■ **Exercise details**:
Please quote exactly the lines below from the line containing "Target: beige stone facade" to the line containing "Where can the hanging", both lines included, and nothing else.

....

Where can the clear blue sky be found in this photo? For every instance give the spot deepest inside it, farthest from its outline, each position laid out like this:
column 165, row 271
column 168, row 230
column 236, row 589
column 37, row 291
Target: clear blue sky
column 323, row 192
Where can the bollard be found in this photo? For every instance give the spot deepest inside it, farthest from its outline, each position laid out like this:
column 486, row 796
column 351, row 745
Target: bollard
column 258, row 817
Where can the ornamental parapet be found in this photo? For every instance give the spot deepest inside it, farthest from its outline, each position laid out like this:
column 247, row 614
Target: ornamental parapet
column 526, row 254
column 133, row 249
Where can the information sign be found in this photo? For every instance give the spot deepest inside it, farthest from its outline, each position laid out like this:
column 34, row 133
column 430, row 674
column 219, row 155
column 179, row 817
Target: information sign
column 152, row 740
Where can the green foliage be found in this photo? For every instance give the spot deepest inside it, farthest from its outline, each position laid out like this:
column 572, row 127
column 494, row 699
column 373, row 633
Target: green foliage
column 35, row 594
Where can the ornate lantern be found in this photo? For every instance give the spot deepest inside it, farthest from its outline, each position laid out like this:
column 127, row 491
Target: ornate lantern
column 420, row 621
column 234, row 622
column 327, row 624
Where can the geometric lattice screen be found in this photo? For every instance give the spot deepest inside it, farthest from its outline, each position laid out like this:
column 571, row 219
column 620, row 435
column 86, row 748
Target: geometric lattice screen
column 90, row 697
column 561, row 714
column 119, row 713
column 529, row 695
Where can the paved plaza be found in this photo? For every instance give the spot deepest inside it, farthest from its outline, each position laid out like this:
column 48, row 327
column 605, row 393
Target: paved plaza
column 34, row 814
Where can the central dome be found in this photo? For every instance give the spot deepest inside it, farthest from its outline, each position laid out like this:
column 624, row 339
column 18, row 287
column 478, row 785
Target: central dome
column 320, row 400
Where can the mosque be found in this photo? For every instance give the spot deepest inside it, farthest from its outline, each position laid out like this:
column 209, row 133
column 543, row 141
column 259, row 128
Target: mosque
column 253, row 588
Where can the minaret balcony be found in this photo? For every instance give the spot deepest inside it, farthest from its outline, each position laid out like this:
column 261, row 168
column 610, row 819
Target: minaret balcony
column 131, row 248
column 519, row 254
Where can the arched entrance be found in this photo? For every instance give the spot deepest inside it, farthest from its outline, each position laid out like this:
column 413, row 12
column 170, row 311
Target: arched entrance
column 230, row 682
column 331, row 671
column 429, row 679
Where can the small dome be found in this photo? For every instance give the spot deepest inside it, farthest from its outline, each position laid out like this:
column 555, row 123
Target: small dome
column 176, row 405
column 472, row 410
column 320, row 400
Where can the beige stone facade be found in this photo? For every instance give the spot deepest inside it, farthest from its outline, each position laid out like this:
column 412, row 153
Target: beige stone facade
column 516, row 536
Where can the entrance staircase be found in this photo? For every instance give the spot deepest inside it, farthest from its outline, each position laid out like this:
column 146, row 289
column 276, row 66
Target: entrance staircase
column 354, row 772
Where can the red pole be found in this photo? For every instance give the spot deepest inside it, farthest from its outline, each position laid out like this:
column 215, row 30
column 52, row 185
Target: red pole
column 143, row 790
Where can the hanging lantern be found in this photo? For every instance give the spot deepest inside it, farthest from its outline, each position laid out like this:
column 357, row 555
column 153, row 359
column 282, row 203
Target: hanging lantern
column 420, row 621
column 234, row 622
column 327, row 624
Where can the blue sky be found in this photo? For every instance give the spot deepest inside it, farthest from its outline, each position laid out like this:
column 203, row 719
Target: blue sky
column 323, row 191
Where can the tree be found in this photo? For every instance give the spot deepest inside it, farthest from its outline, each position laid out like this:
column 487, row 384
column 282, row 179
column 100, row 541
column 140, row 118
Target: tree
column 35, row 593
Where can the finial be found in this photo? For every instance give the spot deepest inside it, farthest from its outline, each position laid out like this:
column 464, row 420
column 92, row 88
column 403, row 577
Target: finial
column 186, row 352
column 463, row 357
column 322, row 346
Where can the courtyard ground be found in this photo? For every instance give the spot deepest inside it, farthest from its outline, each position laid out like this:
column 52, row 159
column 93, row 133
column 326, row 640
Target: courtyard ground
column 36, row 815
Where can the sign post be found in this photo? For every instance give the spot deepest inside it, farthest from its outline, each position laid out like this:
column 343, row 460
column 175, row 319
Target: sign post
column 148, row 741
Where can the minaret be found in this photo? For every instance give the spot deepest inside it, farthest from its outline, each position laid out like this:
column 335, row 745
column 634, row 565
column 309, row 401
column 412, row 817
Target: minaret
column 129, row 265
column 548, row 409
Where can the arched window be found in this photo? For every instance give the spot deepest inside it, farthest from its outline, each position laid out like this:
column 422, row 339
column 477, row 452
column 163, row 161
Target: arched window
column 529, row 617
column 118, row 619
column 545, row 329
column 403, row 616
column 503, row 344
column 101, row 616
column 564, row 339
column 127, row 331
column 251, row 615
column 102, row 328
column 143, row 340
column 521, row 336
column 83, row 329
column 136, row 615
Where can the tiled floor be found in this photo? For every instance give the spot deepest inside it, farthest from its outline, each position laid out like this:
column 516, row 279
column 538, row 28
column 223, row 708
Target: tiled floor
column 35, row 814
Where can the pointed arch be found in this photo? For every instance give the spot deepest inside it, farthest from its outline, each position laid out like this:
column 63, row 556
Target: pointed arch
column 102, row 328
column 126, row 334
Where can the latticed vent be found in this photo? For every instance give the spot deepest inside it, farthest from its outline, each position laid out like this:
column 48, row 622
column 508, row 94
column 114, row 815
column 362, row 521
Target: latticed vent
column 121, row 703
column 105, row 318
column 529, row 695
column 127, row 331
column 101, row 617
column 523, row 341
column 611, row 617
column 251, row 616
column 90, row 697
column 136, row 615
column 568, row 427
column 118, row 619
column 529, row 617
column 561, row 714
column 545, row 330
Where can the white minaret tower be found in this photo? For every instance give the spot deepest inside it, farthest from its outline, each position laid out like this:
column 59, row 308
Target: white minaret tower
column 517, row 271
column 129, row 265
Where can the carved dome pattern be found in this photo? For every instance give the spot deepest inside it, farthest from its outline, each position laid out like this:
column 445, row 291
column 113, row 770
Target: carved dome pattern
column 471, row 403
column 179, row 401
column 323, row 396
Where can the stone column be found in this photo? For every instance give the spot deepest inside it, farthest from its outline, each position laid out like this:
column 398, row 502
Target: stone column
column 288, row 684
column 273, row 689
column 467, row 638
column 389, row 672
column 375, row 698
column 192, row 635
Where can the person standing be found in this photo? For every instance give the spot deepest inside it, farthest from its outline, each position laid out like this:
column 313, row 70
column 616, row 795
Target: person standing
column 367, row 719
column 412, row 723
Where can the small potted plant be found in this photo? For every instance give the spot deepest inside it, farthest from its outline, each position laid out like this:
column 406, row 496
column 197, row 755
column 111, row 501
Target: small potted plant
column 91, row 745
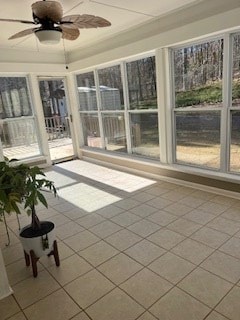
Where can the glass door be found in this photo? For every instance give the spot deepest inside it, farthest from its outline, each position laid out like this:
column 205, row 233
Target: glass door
column 57, row 118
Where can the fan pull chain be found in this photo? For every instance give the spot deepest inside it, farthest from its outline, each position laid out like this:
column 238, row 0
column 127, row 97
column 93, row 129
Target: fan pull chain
column 65, row 54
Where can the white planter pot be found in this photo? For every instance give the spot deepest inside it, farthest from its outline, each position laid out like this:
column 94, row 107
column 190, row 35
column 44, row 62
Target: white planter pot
column 36, row 241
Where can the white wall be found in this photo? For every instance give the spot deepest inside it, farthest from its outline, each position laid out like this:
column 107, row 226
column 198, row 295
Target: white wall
column 165, row 32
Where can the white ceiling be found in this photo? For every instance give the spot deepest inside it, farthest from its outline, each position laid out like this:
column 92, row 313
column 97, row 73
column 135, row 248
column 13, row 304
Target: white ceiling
column 123, row 14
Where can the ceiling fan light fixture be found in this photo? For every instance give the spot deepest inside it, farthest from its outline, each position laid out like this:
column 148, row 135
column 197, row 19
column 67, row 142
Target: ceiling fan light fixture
column 48, row 36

....

■ **Response to the task**:
Target: beige stone facade
column 516, row 536
Where can the entrance staircase be found in this photo? For every instance give the spot deepest inside it, farthest from its outline, each position laid out like this:
column 146, row 289
column 276, row 66
Target: entrance staircase
column 354, row 772
Where can the red pole be found in this photo? For every instance give the spot deepest inside it, farthest from its outline, each position laid out like this:
column 215, row 30
column 52, row 185
Target: red pole
column 143, row 790
Where can the hanging lantern be found in this photo? For every instance give the spot deepest inside it, farthest from its outline, each position laid out like this:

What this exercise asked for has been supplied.